Przedstawiony tekst ->
Nasza Loteria SR - pasek na kartach artykułów

Podhale: sprawdziliśmy zarobki naszych starostów

Ł. Bobek, T. Mateusiak
Piotr Krzyżanowski
W sumie po luksusowym mercedesie klasy B za rok pracy mogliby sobie kupić suski i podhalańscy starostwie, gdyby mocno zacisnęli pasa i każdą złotówkę odkładali na wymarzoną brykę. Średnio miesięcznie na ich konto wpływa ok. 8 tysięcy złotych. To dla przeciętnego zjadacza chleba spora sumka, która niejednokrotnie musi wielu wystarczyć na przeżycie 4-5 miesięcy. Już jednak pojawił się wniosek, by te pensje obniżyć.

Pensja Makowskiego na dożywianie dzieci

Przeszkadzać zaczęły wysokie zarobki starosty tatrzańskiego. W ostatniej sesji rady miasta radny Kazimierz Zelek złożył wniosek o obniżenie gaży. - W dobie kryzysu, kiedy społeczeństwo ubożeje, powinno się zmniejszać nakłady na administrację, a nie zwiększać. Kwotę z odebranych dodatków do wynagrodzenia starosty proponuję przekazać opiece społecznej na dożywianie dzieci - twierdzi Kazimierz Zelek.

Radny nie zaproponował jednak, o ile zmniejszyć kasę staroście. Czy mu się to uda - tego nie wiadomo. W najbliższych dniach jego wnioskiem zajmie się komisja budżetowa rady powiatu. Jednak jej przewodniczący, Czesław Ślimak, sceptycznie podchodzi do pomysłu. - To jest populizm. Moim zdaniem zarobki naszego starosty nie odbiegają od wynagrodzeń innych samorządowców na podobnych stanowiskach - mówi Ślimak.

Sam starosta lekko się zdenerwował, gdy pytamy go o obniżkę pensji. - Po co się tym zajmować? To takie wiosenne przebudzenie radnego. Ja nie zarabiam ani więcej, ani mniej niż inni starostwie w naszym regionie - mówi Makowski.

Wyciąg z danych ->
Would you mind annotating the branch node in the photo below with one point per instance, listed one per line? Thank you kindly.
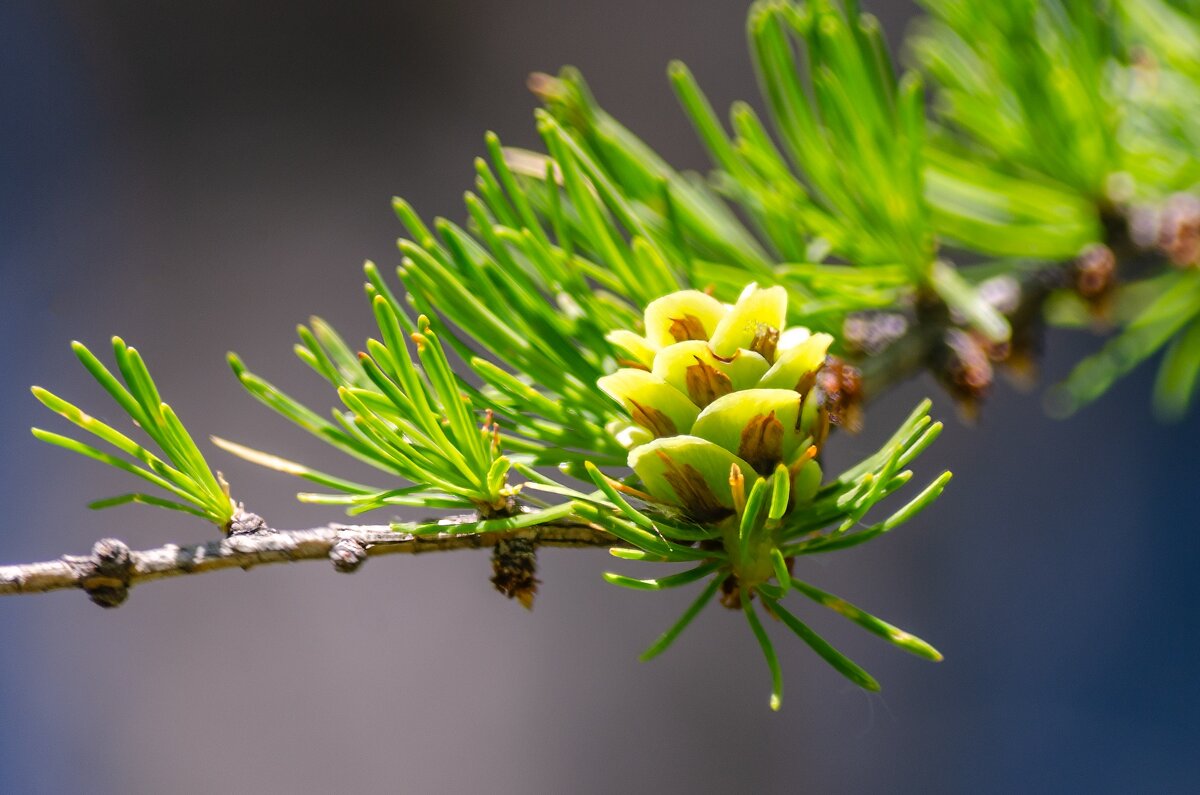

Zadania do wykonania ->
1: Z tekstu o zarobkach starostów przepisz fragment zaczynający się od "Radny nie zaproponował" i kończący na "- mówi Ślimak.", zamieniając "komisja budżetowa" na "komisja rewizyjna".
2: Odpowiedz krótko na pytania do tekstu o zarobkach starostów:
(a) Ile średnio miesięcznie wpływa na konto starostów?
(b) Który radny złożył wniosek o obniżenie gaży starosty tatrzańskiego?
(c) Kto jest przewodniczącym komisji budżetowej rady powiatu?

Odpowiedzi pisemne ->
1:
Radny nie zaproponował jednak, o ile zmniejszyć kasę staroście. Czy mu się to uda - tego nie wiadomo. W najbliższych dniach jego wnioskiem zajmie się komisja rewizyjna rady powiatu. Jednak jej przewodniczący, Czesław Ślimak, sceptycznie podchodzi do pomysłu. - To jest populizm. Moim zdaniem zarobki naszego starosty nie odbiegają od wynagrodzeń innych samorządowców na podobnych stanowiskach - mówi Ślimak.

2:
(a) Około 8 tysięcy złotych.
(b) Kazimierz Zelek.
(c) Czesław Ślimak.